Tribune

L'affaire McKinsey ne doit pas nous faire oublier que le secteur du conseil doit sa valeur à l'influence qu'il exerce sur son client.

L’affaire McKinsey nous aura finalement servi quelques poncifs : le conseil est utile aux organisations ; la technostructure de l’appareil d’État a perdu de sa superbe… Mais encore ? Le débat public, marqué par le contexte électoral, a concentré la polémique sur le second point – en déversant des doutes sur la probité et la pertinence des marchés conclus. Quant aux consultants professionnels, qui sont montés au créneau pour défendre, à juste titre, le «soldat» conseil, ils ont le plus souvent évité de mettre le doigt là où ça questionne. Il est pourtant utile de lever certains non-dits…

Le conseil rassemble un vaste ensemble de métiers et de modalités de prestations, mais, dans tous les cas, c’est une relation entre deux parties qui est engagée, et celle-ci a ses exigences. Le client a la responsabilité de savoir acheter, c’est-à-dire de maîtriser son cahier des charges et de comprendre les pratiques des consultants qu’il évalue, à la fois durant la phase de consultation, bien sûr, mais aussi tout au long du processus d’intervention.

Contrairement à ce qui a été soutenu dans l’exégèse de cette affaire, pour conforter une frontière hermétique entre conseil «externe» et décision «interne» : donner un conseil, c’est toujours assumer une influence. Comment imaginer le contraire ? La construction de scénarios n’est jamais neutre ; le fait même de pouvoir ne pas en énoncer certains n’est pas anodin. Les éléments qui sont mobilisés pour étayer des recommandations sont eux aussi le fruit de représentations assises sur l’interprétation de données, aussi objectivées soient-elles. Conseiller est, par nature, influençant, et c’est ce qui en fait sa valeur.

Une part de risque

Ne nous trompons pas cependant sur le sens de cette influence : un client est et demeure totalement responsable de sa décision. L’influence assumée ne déresponsabilise pas celui qui a la charge de prendre une décision. Le conseil ne se substitue pas à celui qui porte la responsabilité de l’action. En cela, il engage sa déontologie. In fine, c’est bien la compétence (et l’intégrité) de l’acheteur et la déontologie du conseil qui canalisent l’influence à sa juste place.
***
_ÉNONCÉ ÉCRIT 1_
Répétez mot pour mot l'ensemble des lignes de données figurant ci-dessous.

_CONTENU DES DONNÉES_
***
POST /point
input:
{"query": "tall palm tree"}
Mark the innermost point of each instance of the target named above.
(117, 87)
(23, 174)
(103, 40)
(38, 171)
***
_ÉNONCÉ ÉCRIT 2_
Recopiez fidèlement un passage de la tribune sur le conseil : commencez aux mots « Contrairement à ce » et arrêtez-vous après les mots « fait sa valeur. ».

_RÉPONSE COMPLÈTE 1_
POST /point
input:
{"query": "tall palm tree"}
Mark the innermost point of each instance of the target named above.
(117, 87)
(23, 174)
(103, 40)
(38, 171)

_RÉPONSE COMPLÈTE 2_
Contrairement à ce qui a été soutenu dans l’exégèse de cette affaire, pour conforter une frontière hermétique entre conseil «externe» et décision «interne» : donner un conseil, c’est toujours assumer une influence. Comment imaginer le contraire ? La construction de scénarios n’est jamais neutre ; le fait même de pouvoir ne pas en énoncer certains n’est pas anodin. Les éléments qui sont mobilisés pour étayer des recommandations sont eux aussi le fruit de représentations assises sur l’interprétation de données, aussi objectivées soient-elles. Conseiller est, par nature, influençant, et c’est ce qui en fait sa valeur.